### Given request
Copy the listing below line for line, with no changes, and omit the pictures from your output.

Stored data:

###

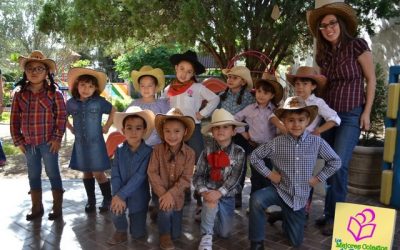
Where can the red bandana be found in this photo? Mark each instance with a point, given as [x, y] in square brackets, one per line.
[217, 160]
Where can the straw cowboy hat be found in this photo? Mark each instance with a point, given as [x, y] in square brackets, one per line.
[191, 57]
[297, 103]
[74, 73]
[37, 56]
[221, 117]
[308, 72]
[146, 114]
[175, 113]
[241, 71]
[343, 10]
[271, 79]
[147, 70]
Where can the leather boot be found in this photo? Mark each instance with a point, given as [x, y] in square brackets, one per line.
[37, 205]
[106, 192]
[57, 204]
[89, 184]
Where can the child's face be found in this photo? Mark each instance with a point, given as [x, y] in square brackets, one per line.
[223, 134]
[262, 97]
[303, 87]
[36, 72]
[184, 71]
[174, 131]
[86, 89]
[134, 130]
[147, 87]
[296, 123]
[235, 83]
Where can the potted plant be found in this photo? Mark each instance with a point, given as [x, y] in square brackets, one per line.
[366, 163]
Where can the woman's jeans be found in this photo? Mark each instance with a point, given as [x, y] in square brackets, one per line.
[34, 156]
[342, 139]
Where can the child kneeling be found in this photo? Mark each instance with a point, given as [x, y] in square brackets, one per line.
[217, 177]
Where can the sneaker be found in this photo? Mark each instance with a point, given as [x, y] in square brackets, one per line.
[206, 242]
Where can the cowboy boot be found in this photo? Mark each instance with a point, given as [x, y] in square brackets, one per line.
[89, 187]
[57, 204]
[37, 205]
[106, 192]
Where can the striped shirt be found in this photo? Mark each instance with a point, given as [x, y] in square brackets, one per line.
[37, 118]
[345, 89]
[295, 161]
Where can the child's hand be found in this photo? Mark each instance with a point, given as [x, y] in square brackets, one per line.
[275, 177]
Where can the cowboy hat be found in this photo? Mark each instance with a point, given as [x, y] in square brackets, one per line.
[175, 113]
[147, 70]
[74, 73]
[271, 79]
[221, 117]
[241, 71]
[146, 114]
[191, 57]
[308, 72]
[37, 56]
[343, 10]
[297, 103]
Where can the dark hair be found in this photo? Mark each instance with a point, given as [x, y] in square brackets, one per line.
[323, 45]
[133, 117]
[88, 79]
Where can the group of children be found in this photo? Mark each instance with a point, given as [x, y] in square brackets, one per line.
[164, 152]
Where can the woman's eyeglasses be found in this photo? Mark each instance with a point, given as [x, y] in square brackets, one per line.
[330, 25]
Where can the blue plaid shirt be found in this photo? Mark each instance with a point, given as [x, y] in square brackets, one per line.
[295, 161]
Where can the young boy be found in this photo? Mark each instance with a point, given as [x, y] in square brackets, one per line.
[293, 156]
[217, 177]
[170, 172]
[129, 174]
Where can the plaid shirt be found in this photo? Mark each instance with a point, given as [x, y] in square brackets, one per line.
[230, 184]
[37, 118]
[345, 89]
[295, 161]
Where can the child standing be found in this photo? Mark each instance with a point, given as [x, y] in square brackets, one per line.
[89, 153]
[129, 174]
[293, 156]
[37, 126]
[217, 177]
[170, 172]
[269, 93]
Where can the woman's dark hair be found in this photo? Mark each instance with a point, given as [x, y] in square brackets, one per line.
[323, 45]
[85, 78]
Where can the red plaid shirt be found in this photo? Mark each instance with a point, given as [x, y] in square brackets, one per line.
[345, 89]
[37, 118]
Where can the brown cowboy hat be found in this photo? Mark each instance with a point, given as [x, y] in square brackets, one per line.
[147, 70]
[297, 103]
[343, 10]
[74, 73]
[191, 57]
[146, 114]
[175, 113]
[308, 72]
[37, 56]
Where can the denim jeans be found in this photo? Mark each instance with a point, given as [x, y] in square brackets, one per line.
[34, 156]
[293, 221]
[219, 218]
[137, 223]
[342, 139]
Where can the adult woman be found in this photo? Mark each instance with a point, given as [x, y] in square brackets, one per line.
[346, 61]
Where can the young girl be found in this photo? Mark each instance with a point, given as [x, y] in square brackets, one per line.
[37, 126]
[89, 153]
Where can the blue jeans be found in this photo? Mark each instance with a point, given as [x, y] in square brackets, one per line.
[219, 218]
[34, 156]
[342, 139]
[293, 221]
[137, 223]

###

### Final answer
Where can the red bandana be found in this photo? Mark each instance with a point, given as [x, y] in square brackets, one per line.
[217, 160]
Where can the straw cowboy hat be found in this photo? Mark each instance with a point, given as [x, y] in square brackets, one per line.
[191, 57]
[297, 103]
[74, 73]
[37, 56]
[221, 117]
[308, 72]
[146, 114]
[175, 113]
[241, 71]
[343, 10]
[271, 79]
[147, 70]
Where can the leather boot be found in this photo? Mark each instance with a point, given as [x, y] in square brackets, one per line.
[37, 205]
[106, 192]
[57, 204]
[89, 184]
Where can the child's face be found in this photo? Mark each instance with a point, given as [x, y] in square brackets, one per line.
[223, 134]
[262, 97]
[303, 87]
[36, 72]
[184, 71]
[174, 131]
[86, 89]
[134, 130]
[147, 87]
[296, 123]
[235, 83]
Where can the potted plant be found in this photo? Mark each instance with a point, given as [x, y] in square brackets, one per line.
[366, 163]
Where can the woman's jeans be found in this photo? Mark each instance with a point, given as [x, y] in square brackets, one per line.
[34, 156]
[342, 139]
Where can the child kneeling be found in this photo? Mark each instance with a point, given as [x, y] in square brackets, one per line.
[217, 177]
Where can the sneaker be found in this photo? Mark each instance with a point, given as [x, y] in square brackets, one per line.
[206, 242]
Where can the cowboy boot be found in this photo? Mark each instance with a point, given as [x, y] in square brackets, one per line.
[89, 187]
[57, 204]
[37, 205]
[106, 192]
Where can the striped shirt be found in this photo? Mark each instance with a point, given as [x, y] in square brackets, one per line.
[37, 118]
[345, 89]
[295, 161]
Where can the child's hand be found in this photo? Mark each instance with a point, given as [x, y] in square brackets, one per line.
[275, 177]
Where can the cowboy hat be found in this photo? Mark each instance with a point, given as [x, y] in square brackets, one per line.
[175, 113]
[147, 70]
[74, 73]
[271, 79]
[221, 117]
[241, 71]
[146, 114]
[191, 57]
[308, 72]
[37, 56]
[343, 10]
[297, 103]
Where can the dark hair be found in this photo? Mark each instance with a point, given as [x, y] in square brackets, one per line.
[323, 45]
[133, 117]
[88, 79]
Where can the group of children be found in this photo? Mark each instance with a point, given as [x, y] in square brackets, one per line.
[164, 152]
Where can the woman's eyeglasses be found in this photo? Mark each instance with a point, given as [x, y] in square brackets, one per line.
[330, 25]
Where can the blue plaid shirt be found in this photo? Mark each instance with a point, given as [x, y] in square brackets, one per line.
[295, 161]
Where can the young boy be found in this photo? Mark each instance with a point, given as [x, y] in square brackets, one per line.
[293, 156]
[217, 177]
[170, 172]
[129, 174]
Where can the plaid shirt be found in this photo? Mark each instance with a point, given as [x, y] in square brackets, one per line.
[230, 184]
[37, 118]
[345, 89]
[295, 161]
Where can the child standing be found in this photo? Mark each instance with a point, given as [x, y] in square brackets, one per line.
[89, 153]
[129, 174]
[293, 156]
[37, 126]
[217, 177]
[170, 172]
[269, 93]
Where can the woman's dark hair be found in this photo? Mark each instance with a point, given as [x, y] in square brackets, one per line.
[323, 45]
[85, 78]
Where can the red plaid shirt be found in this photo? Mark each instance with a point, given as [x, y] in square brackets, one per line.
[345, 89]
[37, 118]
Where can the brown cowboy hat be found in this photo? Mark each instance with a point, given as [x, y] in square brackets, one per line.
[147, 70]
[297, 103]
[343, 10]
[74, 73]
[191, 57]
[146, 114]
[175, 113]
[308, 72]
[37, 56]
Where can the denim jeans be found in this photo? Mark each instance with a point, given as [x, y] in square brackets, one per line.
[34, 156]
[293, 221]
[219, 218]
[137, 223]
[342, 139]
Where can the adult woman be found in this photo? Mark each instance with a point, given as [x, y] in square brackets, one per line.
[346, 61]
Where can the young girl be found in this photo? Mark each instance with a point, given as [x, y] in square brackets, one per line.
[37, 126]
[89, 153]
Where can the blue jeans be found in this photo? Mark each instance with a point, given as [x, y] in square brackets, one per line.
[219, 218]
[34, 156]
[342, 139]
[293, 221]
[137, 223]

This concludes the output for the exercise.